BEGIN DATA IN THIS EXERCISE
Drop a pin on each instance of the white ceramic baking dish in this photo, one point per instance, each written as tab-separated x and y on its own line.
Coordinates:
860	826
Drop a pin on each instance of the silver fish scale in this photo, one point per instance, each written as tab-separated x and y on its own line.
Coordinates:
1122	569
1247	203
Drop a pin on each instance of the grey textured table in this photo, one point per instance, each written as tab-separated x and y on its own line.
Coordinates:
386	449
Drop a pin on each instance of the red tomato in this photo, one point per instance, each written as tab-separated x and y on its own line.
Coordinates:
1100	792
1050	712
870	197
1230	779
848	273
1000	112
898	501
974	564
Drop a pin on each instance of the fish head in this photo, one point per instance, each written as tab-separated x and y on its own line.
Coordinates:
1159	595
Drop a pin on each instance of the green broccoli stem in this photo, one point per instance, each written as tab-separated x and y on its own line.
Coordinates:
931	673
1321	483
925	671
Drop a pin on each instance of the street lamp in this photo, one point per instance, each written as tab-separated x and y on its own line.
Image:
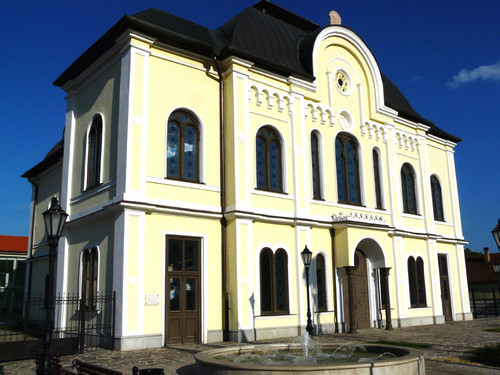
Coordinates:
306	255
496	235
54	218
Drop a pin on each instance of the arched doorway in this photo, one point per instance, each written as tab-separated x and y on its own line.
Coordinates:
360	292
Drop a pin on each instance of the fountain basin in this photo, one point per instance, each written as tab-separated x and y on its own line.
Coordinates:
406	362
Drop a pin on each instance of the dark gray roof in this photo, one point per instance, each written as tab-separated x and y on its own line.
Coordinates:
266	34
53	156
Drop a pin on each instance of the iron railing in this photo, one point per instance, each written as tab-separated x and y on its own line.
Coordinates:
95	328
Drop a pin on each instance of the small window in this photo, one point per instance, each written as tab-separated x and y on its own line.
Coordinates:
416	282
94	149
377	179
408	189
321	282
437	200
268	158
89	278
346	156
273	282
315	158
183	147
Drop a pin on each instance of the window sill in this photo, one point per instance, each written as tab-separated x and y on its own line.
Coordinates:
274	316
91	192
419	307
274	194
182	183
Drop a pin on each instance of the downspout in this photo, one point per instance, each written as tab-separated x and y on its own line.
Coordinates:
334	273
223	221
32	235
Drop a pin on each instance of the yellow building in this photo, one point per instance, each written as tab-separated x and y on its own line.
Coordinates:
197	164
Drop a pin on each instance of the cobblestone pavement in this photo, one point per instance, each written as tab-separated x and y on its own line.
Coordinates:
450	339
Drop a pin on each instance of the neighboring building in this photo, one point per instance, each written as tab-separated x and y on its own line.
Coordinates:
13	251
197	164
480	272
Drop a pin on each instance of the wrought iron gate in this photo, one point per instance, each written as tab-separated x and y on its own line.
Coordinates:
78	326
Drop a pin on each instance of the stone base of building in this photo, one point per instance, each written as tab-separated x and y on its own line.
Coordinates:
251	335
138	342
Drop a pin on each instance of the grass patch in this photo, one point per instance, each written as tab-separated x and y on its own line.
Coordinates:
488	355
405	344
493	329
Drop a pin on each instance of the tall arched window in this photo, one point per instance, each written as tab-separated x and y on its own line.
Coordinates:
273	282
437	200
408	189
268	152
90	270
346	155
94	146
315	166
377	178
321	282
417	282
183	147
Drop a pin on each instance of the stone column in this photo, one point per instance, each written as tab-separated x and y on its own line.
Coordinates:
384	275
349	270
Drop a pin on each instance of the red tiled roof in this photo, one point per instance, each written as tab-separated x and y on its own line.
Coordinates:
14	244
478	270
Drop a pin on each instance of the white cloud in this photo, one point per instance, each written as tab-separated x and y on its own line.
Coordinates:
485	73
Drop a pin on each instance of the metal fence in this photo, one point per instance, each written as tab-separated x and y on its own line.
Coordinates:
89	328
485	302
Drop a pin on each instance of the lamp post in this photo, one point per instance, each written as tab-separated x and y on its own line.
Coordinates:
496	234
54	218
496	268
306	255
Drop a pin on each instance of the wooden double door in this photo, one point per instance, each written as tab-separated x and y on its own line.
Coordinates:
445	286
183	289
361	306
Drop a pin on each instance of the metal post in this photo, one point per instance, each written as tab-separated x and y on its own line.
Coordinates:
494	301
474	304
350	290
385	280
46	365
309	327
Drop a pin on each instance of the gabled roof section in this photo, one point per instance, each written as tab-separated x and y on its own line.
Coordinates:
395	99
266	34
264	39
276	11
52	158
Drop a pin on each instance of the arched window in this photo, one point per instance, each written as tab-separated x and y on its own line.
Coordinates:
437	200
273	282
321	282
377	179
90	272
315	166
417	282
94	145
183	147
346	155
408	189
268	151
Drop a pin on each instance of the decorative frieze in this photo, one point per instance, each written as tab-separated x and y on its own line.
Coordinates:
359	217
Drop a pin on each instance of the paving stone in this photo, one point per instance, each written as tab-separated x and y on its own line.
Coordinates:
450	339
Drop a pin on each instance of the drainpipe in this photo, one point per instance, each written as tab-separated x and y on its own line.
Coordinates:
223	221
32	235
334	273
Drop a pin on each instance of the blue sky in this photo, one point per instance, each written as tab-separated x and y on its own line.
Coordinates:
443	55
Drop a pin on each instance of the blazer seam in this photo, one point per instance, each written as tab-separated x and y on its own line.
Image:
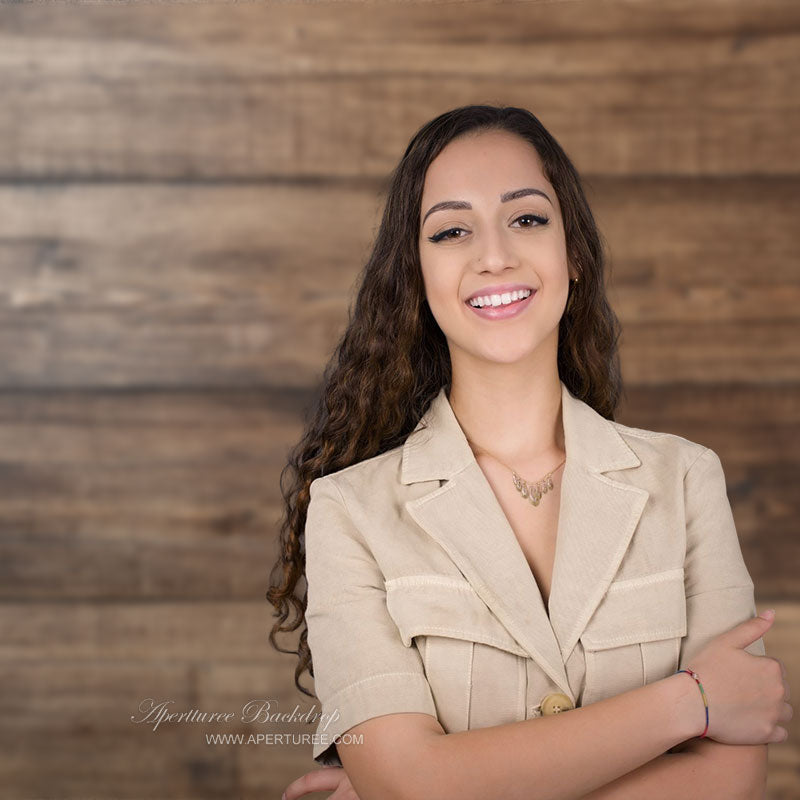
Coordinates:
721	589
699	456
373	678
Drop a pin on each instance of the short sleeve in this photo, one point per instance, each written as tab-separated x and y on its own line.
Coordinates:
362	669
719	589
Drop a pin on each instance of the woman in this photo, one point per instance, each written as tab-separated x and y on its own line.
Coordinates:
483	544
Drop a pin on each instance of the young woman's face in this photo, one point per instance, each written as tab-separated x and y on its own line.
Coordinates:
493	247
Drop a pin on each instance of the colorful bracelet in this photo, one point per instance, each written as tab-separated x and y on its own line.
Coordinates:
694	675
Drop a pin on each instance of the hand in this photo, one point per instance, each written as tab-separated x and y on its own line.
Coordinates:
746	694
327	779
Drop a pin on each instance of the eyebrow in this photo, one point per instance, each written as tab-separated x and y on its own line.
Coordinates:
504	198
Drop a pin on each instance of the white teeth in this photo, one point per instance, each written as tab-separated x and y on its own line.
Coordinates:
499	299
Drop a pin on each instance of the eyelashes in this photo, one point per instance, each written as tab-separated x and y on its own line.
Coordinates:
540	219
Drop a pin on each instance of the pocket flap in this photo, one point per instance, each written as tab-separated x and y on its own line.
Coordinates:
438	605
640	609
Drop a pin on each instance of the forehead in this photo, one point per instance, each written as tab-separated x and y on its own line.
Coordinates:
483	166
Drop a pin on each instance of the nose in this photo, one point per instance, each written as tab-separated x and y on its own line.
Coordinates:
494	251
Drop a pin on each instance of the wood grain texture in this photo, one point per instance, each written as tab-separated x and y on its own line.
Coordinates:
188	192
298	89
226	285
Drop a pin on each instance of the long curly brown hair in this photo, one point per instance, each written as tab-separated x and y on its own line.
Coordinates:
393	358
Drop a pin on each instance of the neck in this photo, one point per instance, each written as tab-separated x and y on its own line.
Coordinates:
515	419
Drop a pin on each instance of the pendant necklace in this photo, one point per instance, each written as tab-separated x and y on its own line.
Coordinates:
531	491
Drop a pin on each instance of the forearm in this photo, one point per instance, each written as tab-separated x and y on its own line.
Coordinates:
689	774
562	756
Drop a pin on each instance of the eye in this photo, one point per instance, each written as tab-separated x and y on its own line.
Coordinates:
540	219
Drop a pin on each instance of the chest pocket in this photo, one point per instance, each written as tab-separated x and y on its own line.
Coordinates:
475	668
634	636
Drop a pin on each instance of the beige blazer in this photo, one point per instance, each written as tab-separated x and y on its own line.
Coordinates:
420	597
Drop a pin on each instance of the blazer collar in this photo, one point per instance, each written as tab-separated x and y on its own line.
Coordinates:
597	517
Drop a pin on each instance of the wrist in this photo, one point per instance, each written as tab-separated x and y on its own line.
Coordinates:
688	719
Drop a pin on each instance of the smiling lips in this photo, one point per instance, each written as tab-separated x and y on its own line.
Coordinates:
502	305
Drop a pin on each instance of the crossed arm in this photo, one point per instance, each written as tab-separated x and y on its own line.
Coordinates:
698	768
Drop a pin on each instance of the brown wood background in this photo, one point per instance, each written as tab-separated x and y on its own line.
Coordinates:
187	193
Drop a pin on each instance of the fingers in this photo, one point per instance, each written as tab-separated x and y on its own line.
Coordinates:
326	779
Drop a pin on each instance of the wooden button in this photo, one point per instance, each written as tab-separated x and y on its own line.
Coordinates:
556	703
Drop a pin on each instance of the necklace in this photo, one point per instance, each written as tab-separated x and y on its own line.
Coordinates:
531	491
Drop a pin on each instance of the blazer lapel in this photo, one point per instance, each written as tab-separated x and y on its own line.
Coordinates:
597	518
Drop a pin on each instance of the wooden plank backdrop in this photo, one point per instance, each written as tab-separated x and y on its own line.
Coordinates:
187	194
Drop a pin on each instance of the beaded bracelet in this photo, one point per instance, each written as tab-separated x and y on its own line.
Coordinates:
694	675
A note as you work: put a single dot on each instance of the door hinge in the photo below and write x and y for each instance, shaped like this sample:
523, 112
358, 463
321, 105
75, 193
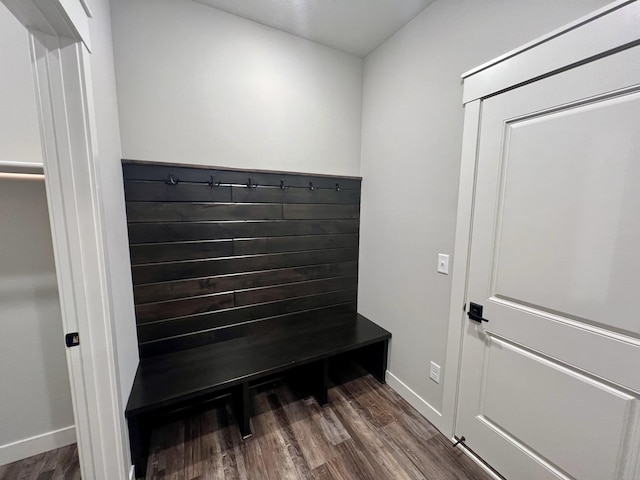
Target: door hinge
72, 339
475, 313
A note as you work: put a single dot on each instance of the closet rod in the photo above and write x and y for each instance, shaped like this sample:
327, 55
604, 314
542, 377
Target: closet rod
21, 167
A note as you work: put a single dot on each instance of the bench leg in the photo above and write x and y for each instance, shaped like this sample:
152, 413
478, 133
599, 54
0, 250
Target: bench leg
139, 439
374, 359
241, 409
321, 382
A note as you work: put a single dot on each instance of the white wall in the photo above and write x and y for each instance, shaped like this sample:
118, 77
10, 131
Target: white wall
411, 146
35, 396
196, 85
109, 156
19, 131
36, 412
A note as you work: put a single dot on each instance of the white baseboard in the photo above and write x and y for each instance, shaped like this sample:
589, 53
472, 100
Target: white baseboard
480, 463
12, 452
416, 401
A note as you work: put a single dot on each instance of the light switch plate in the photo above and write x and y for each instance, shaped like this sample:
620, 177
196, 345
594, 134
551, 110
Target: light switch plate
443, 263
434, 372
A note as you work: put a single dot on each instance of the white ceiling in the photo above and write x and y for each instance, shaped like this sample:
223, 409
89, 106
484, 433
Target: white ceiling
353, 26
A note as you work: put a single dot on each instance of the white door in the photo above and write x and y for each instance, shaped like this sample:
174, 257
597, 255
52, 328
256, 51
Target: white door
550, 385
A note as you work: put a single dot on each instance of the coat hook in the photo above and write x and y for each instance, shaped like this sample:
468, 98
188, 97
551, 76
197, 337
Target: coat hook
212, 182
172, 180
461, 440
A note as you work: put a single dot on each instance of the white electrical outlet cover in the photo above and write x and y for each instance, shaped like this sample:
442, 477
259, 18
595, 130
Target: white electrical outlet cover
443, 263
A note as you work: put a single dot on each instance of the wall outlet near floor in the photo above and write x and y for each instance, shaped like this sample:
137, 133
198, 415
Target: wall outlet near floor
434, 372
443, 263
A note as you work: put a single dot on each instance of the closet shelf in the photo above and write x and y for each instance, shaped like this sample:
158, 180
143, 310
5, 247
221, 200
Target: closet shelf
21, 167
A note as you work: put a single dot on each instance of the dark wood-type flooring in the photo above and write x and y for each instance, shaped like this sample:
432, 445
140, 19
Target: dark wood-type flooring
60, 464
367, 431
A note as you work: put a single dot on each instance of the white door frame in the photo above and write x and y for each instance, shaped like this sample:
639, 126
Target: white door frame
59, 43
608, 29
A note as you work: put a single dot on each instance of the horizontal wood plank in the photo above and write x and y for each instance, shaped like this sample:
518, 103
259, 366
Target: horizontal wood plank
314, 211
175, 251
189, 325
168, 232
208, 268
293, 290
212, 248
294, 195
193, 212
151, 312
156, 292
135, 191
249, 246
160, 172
END DATA IN THIS EXERCISE
— WHAT NEEDS TO BE DONE —
Please return the lines above exactly, from the first one down to the line with "Drop a pin on each instance of the red tomato", and stop after that line.

— ANSWER FOR THIS EXERCISE —
Drop a pin on each instance of the white ceramic baking dish in this photo, one point per instance, each written as tab-separated x and y on its own line.
Coordinates:
860	826
Drop a pin on each instance of the silver fish scale in this photo, one point per instance, each written as tab-separated x and y on its own line.
Coordinates:
1122	569
1247	203
Drop a pin on each instance of the grey textured table in this photo, one point per instance, each written as tab-separated x and y on its own line.
Coordinates:
386	449
Drop a pin on each instance of the red tomato in this photo, one point per instance, each written as tab-separated x and y on its own line.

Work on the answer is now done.